◆ DIRECTIONS:
In the entries below, find the line with "Query: ceiling light panel" and the line with "Target: antenna on mast"; give again those lines and every line between them, exactly.

◆ MATERIAL FOR THIS EXERCISE:
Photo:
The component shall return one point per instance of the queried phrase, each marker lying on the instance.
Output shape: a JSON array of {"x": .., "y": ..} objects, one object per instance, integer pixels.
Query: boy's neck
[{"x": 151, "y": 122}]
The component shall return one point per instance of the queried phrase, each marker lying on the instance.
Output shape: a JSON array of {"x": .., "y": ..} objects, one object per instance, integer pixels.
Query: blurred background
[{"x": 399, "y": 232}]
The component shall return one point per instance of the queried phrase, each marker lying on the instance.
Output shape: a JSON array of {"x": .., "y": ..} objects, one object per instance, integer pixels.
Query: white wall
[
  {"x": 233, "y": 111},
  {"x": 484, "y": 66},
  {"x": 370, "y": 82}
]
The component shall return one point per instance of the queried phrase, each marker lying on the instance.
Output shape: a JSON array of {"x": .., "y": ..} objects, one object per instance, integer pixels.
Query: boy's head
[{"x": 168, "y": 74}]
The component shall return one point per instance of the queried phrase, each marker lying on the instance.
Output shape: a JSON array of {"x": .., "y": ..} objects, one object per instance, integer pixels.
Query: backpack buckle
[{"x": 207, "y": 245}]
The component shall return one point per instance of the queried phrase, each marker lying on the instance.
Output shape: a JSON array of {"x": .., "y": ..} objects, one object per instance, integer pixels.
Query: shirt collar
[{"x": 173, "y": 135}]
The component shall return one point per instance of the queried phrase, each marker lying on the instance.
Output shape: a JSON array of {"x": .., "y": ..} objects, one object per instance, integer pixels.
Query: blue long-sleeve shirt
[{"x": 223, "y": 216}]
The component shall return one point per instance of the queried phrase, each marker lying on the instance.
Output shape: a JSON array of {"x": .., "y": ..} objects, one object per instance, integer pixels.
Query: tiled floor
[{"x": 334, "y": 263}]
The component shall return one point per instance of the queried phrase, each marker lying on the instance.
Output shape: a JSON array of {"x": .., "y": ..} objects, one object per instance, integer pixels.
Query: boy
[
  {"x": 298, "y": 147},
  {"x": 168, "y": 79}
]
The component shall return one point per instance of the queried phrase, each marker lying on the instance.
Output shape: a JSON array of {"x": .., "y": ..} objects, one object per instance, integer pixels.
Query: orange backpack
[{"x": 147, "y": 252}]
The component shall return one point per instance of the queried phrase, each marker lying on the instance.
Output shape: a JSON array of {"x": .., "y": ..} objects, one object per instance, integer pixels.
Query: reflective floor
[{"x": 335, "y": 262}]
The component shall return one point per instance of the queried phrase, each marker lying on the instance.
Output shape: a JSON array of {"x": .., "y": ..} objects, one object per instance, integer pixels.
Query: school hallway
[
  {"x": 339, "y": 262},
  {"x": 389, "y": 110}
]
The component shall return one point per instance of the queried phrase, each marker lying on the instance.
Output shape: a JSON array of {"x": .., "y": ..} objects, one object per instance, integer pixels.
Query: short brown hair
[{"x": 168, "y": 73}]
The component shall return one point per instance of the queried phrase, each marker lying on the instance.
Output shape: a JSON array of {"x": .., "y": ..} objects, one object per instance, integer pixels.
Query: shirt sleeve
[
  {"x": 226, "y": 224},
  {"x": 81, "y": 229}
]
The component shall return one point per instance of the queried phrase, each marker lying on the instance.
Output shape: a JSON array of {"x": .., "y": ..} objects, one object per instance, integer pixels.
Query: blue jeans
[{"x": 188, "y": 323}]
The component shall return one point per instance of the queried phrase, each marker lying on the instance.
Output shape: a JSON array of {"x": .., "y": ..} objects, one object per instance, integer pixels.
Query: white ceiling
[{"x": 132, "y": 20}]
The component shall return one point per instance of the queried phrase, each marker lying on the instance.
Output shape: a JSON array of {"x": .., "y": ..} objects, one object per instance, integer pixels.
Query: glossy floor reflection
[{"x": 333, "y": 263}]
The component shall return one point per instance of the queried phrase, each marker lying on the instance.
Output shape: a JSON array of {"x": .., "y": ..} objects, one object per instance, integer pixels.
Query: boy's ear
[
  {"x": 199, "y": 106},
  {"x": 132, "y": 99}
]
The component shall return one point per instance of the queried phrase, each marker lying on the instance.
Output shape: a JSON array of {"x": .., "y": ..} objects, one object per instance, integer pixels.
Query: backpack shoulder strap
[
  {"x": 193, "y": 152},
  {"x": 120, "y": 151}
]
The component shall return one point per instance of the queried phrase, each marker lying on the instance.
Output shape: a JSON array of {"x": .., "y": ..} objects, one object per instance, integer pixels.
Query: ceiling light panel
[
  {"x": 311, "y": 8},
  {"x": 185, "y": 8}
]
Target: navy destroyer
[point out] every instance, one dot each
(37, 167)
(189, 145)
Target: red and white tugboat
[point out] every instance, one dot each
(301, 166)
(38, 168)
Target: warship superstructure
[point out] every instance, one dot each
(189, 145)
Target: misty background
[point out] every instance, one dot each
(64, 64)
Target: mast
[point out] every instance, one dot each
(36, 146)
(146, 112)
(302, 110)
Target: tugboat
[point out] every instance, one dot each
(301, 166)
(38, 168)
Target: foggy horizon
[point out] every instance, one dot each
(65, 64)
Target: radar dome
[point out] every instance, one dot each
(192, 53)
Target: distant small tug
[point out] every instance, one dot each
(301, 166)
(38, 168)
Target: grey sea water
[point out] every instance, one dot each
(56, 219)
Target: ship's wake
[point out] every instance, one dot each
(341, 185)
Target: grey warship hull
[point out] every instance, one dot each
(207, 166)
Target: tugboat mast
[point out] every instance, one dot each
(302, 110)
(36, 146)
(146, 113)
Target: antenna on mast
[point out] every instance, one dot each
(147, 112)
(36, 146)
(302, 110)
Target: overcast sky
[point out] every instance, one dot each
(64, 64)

◆ FINAL ANSWER:
Query: ceiling light panel
[
  {"x": 311, "y": 8},
  {"x": 185, "y": 8}
]
Target: navy destroyer
[point out] every instance, one dot each
(37, 167)
(189, 145)
Target: red and white tugboat
[point out] every instance, one dot each
(301, 166)
(38, 168)
Target: warship superstructure
[point out] every instance, one dot each
(189, 145)
Target: misty background
[point out] every instance, one dot each
(64, 64)
Target: mast
[point out] every instance, one dot each
(36, 146)
(146, 112)
(302, 110)
Target: tugboat
[point out] every instance, one dot each
(301, 166)
(38, 168)
Target: foggy horizon
[point out] every instance, one dot each
(65, 64)
Target: radar dome
[point out] every instance, one dot each
(192, 53)
Target: distant small tug
[point out] every instance, one dot each
(301, 166)
(38, 168)
Target: grey sea water
[point out] every instance, one dot each
(56, 219)
Target: ship's wake
[point out] every instance, one dot each
(341, 185)
Target: grey warship hull
[point out] every instance, one dot each
(207, 166)
Target: tugboat mast
[point out] every instance, one dot each
(302, 110)
(36, 146)
(146, 113)
Target: antenna on mast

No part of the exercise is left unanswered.